▸ **ITEMS EXTRAITS**:

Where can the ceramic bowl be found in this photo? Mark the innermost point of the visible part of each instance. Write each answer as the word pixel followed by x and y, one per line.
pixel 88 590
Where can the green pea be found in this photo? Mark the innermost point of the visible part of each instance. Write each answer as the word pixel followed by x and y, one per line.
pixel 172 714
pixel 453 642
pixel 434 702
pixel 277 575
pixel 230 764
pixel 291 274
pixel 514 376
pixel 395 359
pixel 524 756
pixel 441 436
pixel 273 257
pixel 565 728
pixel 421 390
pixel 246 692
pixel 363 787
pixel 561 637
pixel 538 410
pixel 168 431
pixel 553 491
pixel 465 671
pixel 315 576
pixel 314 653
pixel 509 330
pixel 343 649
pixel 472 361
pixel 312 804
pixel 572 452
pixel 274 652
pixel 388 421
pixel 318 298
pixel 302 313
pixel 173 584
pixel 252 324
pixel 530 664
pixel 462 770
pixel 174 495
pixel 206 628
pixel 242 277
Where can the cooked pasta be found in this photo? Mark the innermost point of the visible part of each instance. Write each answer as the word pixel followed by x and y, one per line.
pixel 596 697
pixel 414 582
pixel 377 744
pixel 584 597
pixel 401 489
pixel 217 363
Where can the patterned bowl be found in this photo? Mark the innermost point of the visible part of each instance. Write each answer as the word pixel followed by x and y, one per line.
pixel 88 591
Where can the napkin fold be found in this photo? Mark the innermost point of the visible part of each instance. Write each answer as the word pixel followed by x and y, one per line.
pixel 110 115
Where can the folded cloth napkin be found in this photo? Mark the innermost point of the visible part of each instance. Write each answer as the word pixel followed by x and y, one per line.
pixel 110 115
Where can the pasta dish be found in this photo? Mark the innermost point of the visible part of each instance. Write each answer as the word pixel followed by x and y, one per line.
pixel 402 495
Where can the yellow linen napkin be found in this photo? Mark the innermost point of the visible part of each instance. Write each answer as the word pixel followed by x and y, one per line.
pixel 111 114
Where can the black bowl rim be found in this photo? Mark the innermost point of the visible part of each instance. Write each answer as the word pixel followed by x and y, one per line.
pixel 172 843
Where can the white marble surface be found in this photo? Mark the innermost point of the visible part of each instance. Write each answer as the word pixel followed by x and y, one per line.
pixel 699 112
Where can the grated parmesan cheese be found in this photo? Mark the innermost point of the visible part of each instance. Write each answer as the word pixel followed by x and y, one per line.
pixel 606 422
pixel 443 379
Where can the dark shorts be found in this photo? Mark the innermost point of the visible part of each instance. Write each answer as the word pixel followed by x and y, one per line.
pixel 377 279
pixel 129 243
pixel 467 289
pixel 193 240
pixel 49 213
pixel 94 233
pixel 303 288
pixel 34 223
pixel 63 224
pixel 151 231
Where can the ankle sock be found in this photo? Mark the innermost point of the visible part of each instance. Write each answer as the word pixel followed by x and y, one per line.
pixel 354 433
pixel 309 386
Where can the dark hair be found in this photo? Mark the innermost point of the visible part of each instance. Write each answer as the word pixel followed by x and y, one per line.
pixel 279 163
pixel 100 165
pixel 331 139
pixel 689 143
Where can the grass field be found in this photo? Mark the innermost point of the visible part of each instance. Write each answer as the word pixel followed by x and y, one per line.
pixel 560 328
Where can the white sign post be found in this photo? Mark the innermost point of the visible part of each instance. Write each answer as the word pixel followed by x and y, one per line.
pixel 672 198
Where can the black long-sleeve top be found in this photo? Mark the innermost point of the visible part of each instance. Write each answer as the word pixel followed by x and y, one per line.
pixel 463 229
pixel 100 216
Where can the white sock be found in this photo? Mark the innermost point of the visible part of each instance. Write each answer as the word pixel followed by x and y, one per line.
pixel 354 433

▸ **CONSIGNE**: Convertissez l'ensemble des items ci-dessus en un tableau Markdown à deux colonnes, « Numéro » et « Ligne de l'item », avec une rangée par ligne et sans les lignes vides.

▸ **CORRIGÉ**:
| Numéro | Ligne de l'item |
|---|---|
| 1 | Where can the ceramic bowl be found in this photo? Mark the innermost point of the visible part of each instance. Write each answer as the word pixel followed by x and y, one per line. |
| 2 | pixel 88 590 |
| 3 | Where can the green pea be found in this photo? Mark the innermost point of the visible part of each instance. Write each answer as the word pixel followed by x and y, one per line. |
| 4 | pixel 172 714 |
| 5 | pixel 453 642 |
| 6 | pixel 434 702 |
| 7 | pixel 277 575 |
| 8 | pixel 230 764 |
| 9 | pixel 291 274 |
| 10 | pixel 514 376 |
| 11 | pixel 395 359 |
| 12 | pixel 524 756 |
| 13 | pixel 441 436 |
| 14 | pixel 273 257 |
| 15 | pixel 565 728 |
| 16 | pixel 421 390 |
| 17 | pixel 246 692 |
| 18 | pixel 363 787 |
| 19 | pixel 561 637 |
| 20 | pixel 538 410 |
| 21 | pixel 168 431 |
| 22 | pixel 553 491 |
| 23 | pixel 465 671 |
| 24 | pixel 315 576 |
| 25 | pixel 314 653 |
| 26 | pixel 509 330 |
| 27 | pixel 343 649 |
| 28 | pixel 472 361 |
| 29 | pixel 312 804 |
| 30 | pixel 572 452 |
| 31 | pixel 274 652 |
| 32 | pixel 388 421 |
| 33 | pixel 318 298 |
| 34 | pixel 302 313 |
| 35 | pixel 173 584 |
| 36 | pixel 252 324 |
| 37 | pixel 530 664 |
| 38 | pixel 462 770 |
| 39 | pixel 174 495 |
| 40 | pixel 206 628 |
| 41 | pixel 242 277 |
| 42 | Where can the cooked pasta be found in this photo? Mark the innermost point of the visible part of each instance. Write each answer as the word pixel followed by x and y, one per line. |
| 43 | pixel 596 697 |
| 44 | pixel 414 582 |
| 45 | pixel 377 744 |
| 46 | pixel 584 597 |
| 47 | pixel 401 489 |
| 48 | pixel 217 363 |
| 49 | Where can the patterned bowl be found in this photo? Mark the innermost point of the visible part of each instance. Write each answer as the word pixel followed by x and y, one per line. |
| 50 | pixel 88 591 |
| 51 | Where can the napkin fold be found in this photo? Mark the innermost point of the visible part of each instance. Write each answer as the word pixel followed by x and y, one per line. |
| 52 | pixel 110 115 |
| 53 | Where can the folded cloth napkin be found in this photo? Mark the innermost point of the visible part of each instance. Write each answer as the word pixel followed by x and y, one per line. |
| 54 | pixel 110 115 |
| 55 | Where can the pasta dish be found in this photo? Mark the innermost point of the visible part of each instance. Write each answer as the word pixel followed by x and y, one per line. |
| 56 | pixel 402 495 |
| 57 | Where can the yellow linen napkin be found in this photo? Mark the innermost point of the visible part of each instance. Write each answer as the word pixel followed by x and y, one per line. |
| 58 | pixel 111 114 |
| 59 | Where can the black bowl rim be found in this photo? Mark the innermost point of the visible part of each instance. Write each answer as the word pixel followed by x and y, one per line. |
| 60 | pixel 172 843 |
| 61 | Where can the white marble surface be found in this photo? Mark the innermost point of the visible part of each instance. Write each answer as the word pixel followed by x and y, one per line. |
| 62 | pixel 699 112 |
| 63 | Where can the grated parmesan cheese be found in this photo? Mark the innermost point of the visible part of each instance. Write each answer as the word pixel followed by x and y, one per line. |
| 64 | pixel 606 422 |
| 65 | pixel 443 379 |
| 66 | Where can the dark shorts be found in this photo? Mark the innermost point of the visible part of each instance. Write each answer as the word pixel followed by x and y, one per line. |
| 67 | pixel 377 279 |
| 68 | pixel 129 243 |
| 69 | pixel 467 289 |
| 70 | pixel 193 240 |
| 71 | pixel 49 213 |
| 72 | pixel 94 233 |
| 73 | pixel 303 288 |
| 74 | pixel 34 223 |
| 75 | pixel 63 224 |
| 76 | pixel 151 231 |
| 77 | Where can the ankle sock be found in this photo? Mark the innermost point of the visible part of each instance. Write each answer as the word pixel followed by x and y, one per line. |
| 78 | pixel 354 433 |
| 79 | pixel 309 386 |
| 80 | Where can the dark hair be found in this photo? Mark the innermost point of the visible part of each instance. Write each answer as the word pixel followed by x and y, one per line. |
| 81 | pixel 279 163 |
| 82 | pixel 100 165 |
| 83 | pixel 331 139 |
| 84 | pixel 689 143 |
| 85 | Where can the grass field be found in this photo? Mark the innermost point of the visible part of each instance. Write each answer as the word pixel followed by x and y, one per line. |
| 86 | pixel 560 328 |
| 87 | Where can the white sign post be found in this photo? Mark the innermost point of the visible part of each instance. Write each answer as the word pixel followed by x and y, one per line. |
| 88 | pixel 672 198 |
| 89 | Where can the black long-sleeve top be found in this photo? Mark the innermost point of the visible part of each instance. Write each answer as the word pixel followed by x and y, one per line. |
| 90 | pixel 463 229 |
| 91 | pixel 100 216 |
| 92 | Where can the white sock be found in this photo? Mark the innermost point of the visible part of each instance. Write each answer as the word pixel followed by x and y, one per line. |
| 93 | pixel 354 433 |